Written instruction: In the entries below, could you render every line from the one containing "the woman for player-tracking calibration." through the one containing "[201,86,313,114]" as a JSON list of strings, one string per line, with blank lines dropped?

Exercise material:
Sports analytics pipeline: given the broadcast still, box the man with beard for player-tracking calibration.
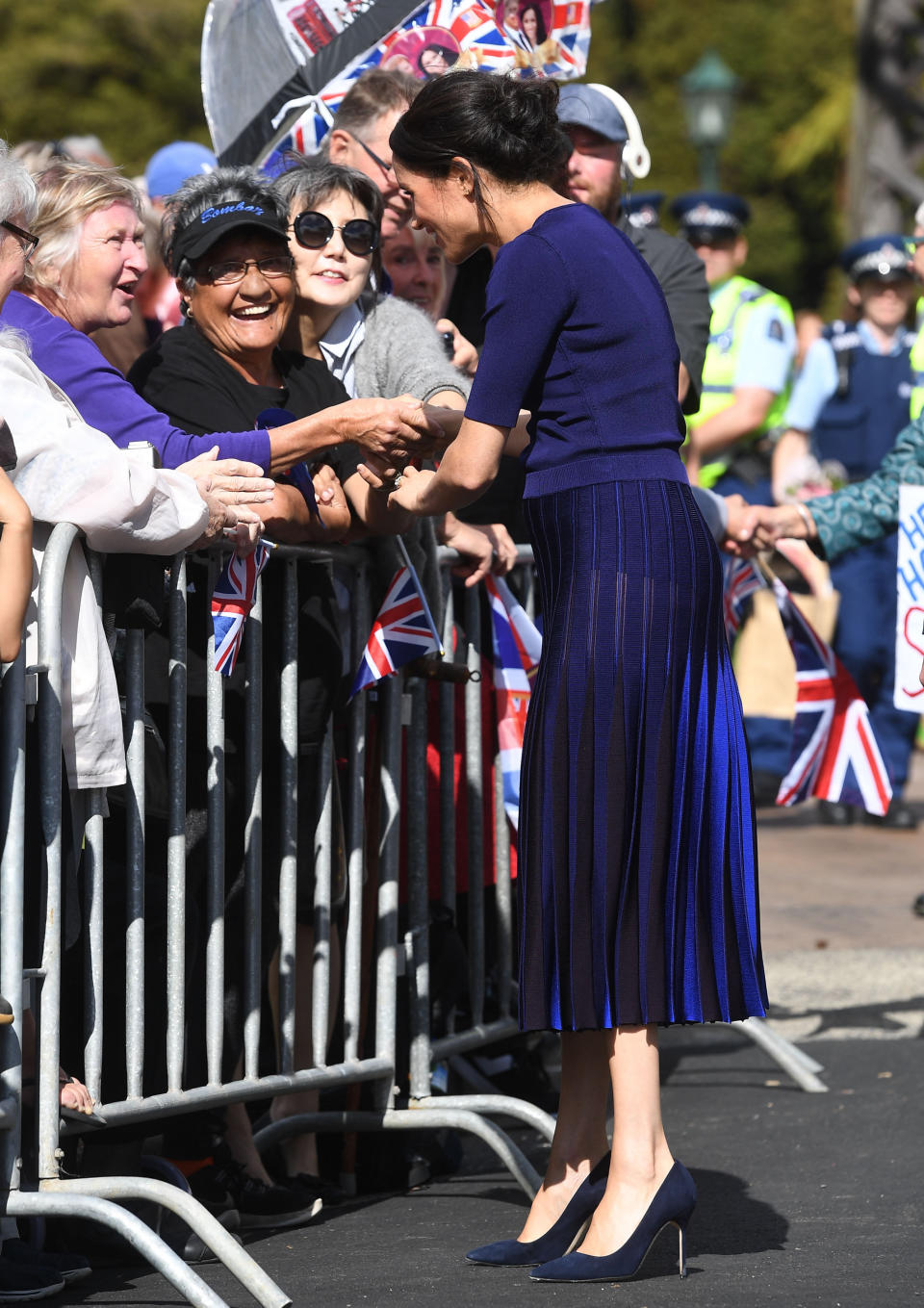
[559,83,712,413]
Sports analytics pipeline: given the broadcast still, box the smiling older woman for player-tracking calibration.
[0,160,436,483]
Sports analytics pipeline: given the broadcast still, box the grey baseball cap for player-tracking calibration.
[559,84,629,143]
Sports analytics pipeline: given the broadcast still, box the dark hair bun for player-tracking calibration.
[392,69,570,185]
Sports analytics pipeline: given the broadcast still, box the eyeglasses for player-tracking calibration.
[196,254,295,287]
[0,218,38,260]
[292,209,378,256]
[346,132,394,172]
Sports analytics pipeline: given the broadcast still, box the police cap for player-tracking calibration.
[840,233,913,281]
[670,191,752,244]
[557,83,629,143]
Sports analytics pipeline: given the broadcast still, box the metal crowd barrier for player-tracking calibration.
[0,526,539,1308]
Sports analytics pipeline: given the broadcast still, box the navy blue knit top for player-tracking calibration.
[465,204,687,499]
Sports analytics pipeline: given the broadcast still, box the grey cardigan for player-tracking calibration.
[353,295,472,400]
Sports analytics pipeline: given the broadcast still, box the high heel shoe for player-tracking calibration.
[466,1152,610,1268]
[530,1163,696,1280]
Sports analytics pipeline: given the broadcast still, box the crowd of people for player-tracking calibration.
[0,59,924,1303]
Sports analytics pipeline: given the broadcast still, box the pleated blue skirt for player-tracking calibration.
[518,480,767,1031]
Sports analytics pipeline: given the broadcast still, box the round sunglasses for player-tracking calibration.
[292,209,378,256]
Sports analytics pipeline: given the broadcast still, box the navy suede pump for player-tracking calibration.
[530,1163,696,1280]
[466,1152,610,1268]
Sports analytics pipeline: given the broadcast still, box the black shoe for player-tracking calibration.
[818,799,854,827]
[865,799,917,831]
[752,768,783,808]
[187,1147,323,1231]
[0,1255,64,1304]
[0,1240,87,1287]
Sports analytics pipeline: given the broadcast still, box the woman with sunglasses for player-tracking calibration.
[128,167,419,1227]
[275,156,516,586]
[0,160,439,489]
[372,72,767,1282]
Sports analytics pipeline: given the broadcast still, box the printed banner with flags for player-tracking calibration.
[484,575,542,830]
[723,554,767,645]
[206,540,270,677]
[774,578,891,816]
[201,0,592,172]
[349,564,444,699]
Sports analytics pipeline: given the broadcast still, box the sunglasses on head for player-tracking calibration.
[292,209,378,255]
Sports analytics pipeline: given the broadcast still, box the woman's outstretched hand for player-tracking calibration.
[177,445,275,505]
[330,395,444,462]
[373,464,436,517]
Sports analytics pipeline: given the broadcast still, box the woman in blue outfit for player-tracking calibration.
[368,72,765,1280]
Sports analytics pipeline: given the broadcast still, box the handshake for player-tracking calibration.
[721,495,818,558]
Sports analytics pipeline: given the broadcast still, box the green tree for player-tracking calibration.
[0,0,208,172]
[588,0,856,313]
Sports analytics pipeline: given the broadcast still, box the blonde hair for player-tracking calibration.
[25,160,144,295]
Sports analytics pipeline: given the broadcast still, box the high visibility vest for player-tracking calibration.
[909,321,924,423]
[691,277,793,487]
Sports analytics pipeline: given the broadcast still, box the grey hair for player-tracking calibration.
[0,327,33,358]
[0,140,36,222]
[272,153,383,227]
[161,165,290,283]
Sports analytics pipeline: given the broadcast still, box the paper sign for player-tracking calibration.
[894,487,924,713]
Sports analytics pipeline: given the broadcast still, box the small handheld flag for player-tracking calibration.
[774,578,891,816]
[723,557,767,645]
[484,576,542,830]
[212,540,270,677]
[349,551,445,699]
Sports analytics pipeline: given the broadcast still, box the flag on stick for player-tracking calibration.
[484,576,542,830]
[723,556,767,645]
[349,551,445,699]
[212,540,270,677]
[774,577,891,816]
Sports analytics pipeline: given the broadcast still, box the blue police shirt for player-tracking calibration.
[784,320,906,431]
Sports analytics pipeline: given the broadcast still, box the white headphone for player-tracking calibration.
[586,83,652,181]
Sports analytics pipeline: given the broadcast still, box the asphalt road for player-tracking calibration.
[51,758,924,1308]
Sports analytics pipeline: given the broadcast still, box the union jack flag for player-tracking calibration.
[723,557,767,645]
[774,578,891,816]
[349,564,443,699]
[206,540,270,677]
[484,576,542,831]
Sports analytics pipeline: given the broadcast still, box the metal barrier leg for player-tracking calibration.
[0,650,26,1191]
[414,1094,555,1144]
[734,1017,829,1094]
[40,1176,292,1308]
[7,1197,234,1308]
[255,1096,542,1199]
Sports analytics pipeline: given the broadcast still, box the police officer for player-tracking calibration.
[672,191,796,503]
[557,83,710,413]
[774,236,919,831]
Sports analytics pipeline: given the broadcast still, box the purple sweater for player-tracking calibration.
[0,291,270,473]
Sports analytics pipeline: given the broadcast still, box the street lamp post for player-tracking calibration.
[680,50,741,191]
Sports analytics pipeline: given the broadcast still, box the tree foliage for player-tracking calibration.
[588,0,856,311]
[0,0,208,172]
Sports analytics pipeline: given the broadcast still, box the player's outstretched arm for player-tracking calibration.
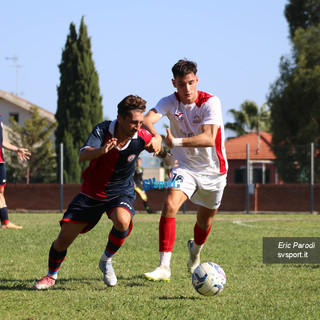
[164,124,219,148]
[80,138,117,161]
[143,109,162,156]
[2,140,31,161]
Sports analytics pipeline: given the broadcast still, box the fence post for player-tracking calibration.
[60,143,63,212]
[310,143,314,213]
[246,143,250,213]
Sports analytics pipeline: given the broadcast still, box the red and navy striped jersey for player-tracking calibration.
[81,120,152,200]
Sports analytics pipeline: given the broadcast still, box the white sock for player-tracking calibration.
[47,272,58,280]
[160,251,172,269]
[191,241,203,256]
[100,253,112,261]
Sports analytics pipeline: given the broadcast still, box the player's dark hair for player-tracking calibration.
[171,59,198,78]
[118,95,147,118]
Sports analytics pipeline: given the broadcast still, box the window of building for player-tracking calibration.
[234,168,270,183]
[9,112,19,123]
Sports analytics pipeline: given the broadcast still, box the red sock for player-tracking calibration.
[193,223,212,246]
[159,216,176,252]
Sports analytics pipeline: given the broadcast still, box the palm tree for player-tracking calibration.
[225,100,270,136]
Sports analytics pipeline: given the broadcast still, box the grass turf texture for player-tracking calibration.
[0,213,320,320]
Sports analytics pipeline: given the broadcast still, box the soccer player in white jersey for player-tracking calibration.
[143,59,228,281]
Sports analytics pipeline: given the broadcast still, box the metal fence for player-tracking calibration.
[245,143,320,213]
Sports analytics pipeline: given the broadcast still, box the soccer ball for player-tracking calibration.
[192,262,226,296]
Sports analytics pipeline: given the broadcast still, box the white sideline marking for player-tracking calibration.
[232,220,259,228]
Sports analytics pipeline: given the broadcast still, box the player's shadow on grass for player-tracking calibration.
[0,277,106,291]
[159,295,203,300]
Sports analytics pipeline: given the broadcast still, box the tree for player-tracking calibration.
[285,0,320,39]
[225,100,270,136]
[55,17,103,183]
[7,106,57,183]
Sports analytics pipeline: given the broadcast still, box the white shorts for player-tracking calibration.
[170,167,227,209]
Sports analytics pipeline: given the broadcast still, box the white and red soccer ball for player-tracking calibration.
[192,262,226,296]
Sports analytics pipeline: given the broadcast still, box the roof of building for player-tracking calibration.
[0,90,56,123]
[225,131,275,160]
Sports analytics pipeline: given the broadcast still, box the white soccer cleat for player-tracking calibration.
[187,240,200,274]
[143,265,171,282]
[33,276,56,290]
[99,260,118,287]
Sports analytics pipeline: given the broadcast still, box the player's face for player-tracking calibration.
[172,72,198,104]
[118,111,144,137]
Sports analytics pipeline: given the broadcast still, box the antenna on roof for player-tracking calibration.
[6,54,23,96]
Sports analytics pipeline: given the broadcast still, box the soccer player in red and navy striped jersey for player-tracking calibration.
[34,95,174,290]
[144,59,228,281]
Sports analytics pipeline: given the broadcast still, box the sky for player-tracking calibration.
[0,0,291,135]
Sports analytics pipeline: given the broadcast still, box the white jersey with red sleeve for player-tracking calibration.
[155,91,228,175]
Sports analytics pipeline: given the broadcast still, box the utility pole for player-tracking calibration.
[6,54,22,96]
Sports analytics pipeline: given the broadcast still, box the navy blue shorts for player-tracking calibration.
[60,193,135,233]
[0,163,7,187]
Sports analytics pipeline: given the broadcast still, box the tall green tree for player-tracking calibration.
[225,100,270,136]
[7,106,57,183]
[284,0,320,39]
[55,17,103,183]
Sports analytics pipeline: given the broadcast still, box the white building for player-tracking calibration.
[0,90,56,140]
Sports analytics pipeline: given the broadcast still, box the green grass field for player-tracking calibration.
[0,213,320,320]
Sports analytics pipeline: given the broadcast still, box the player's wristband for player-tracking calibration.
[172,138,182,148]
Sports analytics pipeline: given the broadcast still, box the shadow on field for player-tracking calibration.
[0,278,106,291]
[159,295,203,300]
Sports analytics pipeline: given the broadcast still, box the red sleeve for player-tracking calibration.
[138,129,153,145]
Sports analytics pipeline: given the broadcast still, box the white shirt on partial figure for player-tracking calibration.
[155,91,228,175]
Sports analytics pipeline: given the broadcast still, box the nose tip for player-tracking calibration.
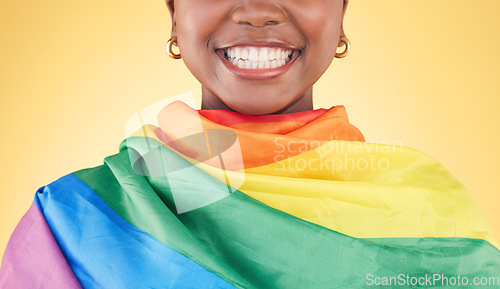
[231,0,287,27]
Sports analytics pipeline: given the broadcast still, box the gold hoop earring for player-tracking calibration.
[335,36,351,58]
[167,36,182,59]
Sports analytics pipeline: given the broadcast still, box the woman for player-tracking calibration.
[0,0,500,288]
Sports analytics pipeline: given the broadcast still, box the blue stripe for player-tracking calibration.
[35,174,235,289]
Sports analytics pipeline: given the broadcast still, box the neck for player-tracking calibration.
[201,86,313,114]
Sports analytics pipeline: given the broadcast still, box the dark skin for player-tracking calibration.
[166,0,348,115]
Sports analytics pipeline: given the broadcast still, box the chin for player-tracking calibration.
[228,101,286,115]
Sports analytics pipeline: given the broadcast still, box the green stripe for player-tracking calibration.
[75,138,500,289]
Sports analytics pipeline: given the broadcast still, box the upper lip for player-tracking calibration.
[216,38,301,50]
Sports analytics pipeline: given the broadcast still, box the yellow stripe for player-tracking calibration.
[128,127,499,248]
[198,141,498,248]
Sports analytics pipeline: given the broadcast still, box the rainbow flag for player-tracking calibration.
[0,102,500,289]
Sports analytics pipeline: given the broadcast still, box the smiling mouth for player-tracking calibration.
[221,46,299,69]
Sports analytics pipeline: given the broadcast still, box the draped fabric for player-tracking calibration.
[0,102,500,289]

Answer in full:
[
  "Sports analytics pipeline: given the broadcast still, box the woman for player-tracking calibration.",
  "[0,0,500,288]",
  "Sports analytics pipeline: given the broadcast still, box the blue stripe for player-tracking calibration.",
  "[35,174,235,289]",
  "Sports analytics pipeline: given the broadcast still, box the neck for player-tracking calibration.",
  "[201,86,313,114]"
]